## WORK INSTRUCTIONS
Return every line of the data below word for word, including the punctuation.

== THE INPUT

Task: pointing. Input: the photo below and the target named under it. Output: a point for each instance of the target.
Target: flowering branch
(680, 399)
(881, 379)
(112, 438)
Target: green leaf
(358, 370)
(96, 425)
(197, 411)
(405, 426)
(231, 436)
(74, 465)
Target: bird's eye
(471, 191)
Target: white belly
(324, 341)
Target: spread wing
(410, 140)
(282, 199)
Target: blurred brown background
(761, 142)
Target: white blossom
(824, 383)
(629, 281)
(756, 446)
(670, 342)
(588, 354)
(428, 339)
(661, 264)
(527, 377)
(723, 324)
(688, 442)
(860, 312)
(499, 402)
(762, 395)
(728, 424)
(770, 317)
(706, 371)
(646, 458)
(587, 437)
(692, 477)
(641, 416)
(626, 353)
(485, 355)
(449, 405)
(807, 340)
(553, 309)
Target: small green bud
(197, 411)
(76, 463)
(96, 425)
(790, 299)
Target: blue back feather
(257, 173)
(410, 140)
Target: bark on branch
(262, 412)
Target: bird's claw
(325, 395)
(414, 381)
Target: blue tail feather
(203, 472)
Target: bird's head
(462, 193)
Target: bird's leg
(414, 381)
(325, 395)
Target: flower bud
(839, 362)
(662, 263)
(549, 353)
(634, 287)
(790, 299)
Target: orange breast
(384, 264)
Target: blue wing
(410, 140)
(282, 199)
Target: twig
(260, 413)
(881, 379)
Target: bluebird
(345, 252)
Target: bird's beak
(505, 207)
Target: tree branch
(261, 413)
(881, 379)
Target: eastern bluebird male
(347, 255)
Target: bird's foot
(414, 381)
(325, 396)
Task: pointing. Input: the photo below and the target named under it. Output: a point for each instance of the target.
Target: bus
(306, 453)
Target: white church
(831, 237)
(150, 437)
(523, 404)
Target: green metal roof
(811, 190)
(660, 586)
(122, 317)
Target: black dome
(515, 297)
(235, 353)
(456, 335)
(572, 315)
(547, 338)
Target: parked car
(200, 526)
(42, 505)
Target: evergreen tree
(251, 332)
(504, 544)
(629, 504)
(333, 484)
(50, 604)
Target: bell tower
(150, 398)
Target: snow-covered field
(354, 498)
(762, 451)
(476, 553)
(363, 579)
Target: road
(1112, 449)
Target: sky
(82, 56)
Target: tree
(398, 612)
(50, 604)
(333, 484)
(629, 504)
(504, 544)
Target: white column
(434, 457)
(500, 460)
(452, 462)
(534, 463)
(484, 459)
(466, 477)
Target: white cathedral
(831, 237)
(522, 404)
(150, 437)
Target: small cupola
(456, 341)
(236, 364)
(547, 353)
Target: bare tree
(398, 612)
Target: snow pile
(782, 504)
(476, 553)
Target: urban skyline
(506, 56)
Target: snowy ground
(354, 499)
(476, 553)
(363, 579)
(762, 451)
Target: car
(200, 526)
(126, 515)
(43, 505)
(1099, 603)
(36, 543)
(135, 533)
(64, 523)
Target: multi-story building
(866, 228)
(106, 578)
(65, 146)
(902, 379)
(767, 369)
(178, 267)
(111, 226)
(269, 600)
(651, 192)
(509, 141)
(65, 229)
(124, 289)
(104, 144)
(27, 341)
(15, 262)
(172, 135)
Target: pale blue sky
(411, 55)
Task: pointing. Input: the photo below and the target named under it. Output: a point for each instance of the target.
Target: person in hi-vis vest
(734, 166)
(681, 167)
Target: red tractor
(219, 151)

====

## RESULT
Task: pointing. Input: the photo below and the target named under it. Output: a point for each instance of the target.
Target: flowering branch
(680, 399)
(881, 379)
(112, 438)
Target: green leaf
(358, 370)
(96, 425)
(197, 411)
(405, 426)
(231, 436)
(74, 465)
Target: bird's eye
(471, 191)
Target: white belly
(324, 341)
Target: spread wing
(410, 140)
(282, 199)
Target: blurred brown background
(761, 142)
Target: white blossom
(824, 383)
(629, 281)
(756, 446)
(670, 342)
(588, 354)
(428, 339)
(661, 264)
(527, 377)
(723, 324)
(688, 442)
(860, 312)
(499, 402)
(762, 395)
(728, 424)
(770, 317)
(706, 371)
(646, 458)
(587, 437)
(692, 477)
(641, 416)
(626, 353)
(485, 355)
(449, 405)
(807, 340)
(553, 309)
Target: small green bud
(197, 411)
(76, 463)
(96, 425)
(790, 299)
Target: blue back feather
(257, 173)
(410, 140)
Target: bark on branch
(262, 412)
Target: bird's claw
(325, 395)
(414, 381)
Target: blue tail feather
(203, 472)
Target: bird's head
(462, 193)
Target: bird's leg
(414, 381)
(325, 395)
Target: flower bud
(839, 362)
(662, 263)
(549, 353)
(634, 287)
(790, 299)
Target: orange breast
(384, 264)
Target: blue wing
(410, 140)
(282, 199)
Target: twig
(260, 413)
(881, 379)
Target: bluebird
(345, 252)
Target: bird's beak
(505, 207)
Target: tree branch
(261, 413)
(881, 379)
Target: eastern bluebird male
(347, 255)
Target: bird's foot
(414, 381)
(325, 396)
Task: pointing. Input: the photo below and the target named under it. Output: a point for each instance of the target.
Target: bus
(306, 453)
Target: white church
(831, 237)
(150, 437)
(523, 404)
Target: green metal roof
(811, 190)
(660, 586)
(122, 317)
Target: black dome
(515, 297)
(235, 353)
(456, 335)
(572, 315)
(547, 338)
Target: parked car
(200, 526)
(42, 505)
Target: evergreen tree
(251, 332)
(504, 544)
(629, 504)
(333, 484)
(50, 604)
Target: bell tower
(150, 398)
Target: snow-covered field
(354, 498)
(762, 451)
(476, 553)
(363, 579)
Target: road
(1112, 449)
Target: sky
(82, 56)
Target: tree
(398, 612)
(50, 604)
(333, 484)
(629, 504)
(504, 544)
Target: white column
(434, 457)
(500, 460)
(452, 462)
(534, 463)
(484, 459)
(466, 477)
Target: white cathedral
(831, 237)
(522, 404)
(150, 437)
Target: small cupola
(456, 341)
(236, 364)
(547, 353)
Target: bare tree
(398, 612)
Target: snow pile
(782, 504)
(476, 553)
Target: urban skyline
(506, 56)
Target: snowy ground
(354, 499)
(476, 553)
(363, 579)
(762, 451)
Target: car
(200, 526)
(126, 515)
(43, 505)
(1099, 603)
(36, 543)
(135, 533)
(64, 523)
Target: multi-story building
(866, 228)
(106, 578)
(65, 146)
(902, 379)
(767, 369)
(178, 267)
(111, 226)
(269, 600)
(651, 192)
(509, 141)
(65, 229)
(124, 289)
(104, 144)
(27, 341)
(15, 262)
(172, 135)
Target: pale blue sky
(411, 55)
Task: pointing. Input: the photo below and the target named under it. Output: a point for each instance of the target.
Target: person in hi-vis vest
(734, 166)
(681, 167)
Target: red tractor
(219, 151)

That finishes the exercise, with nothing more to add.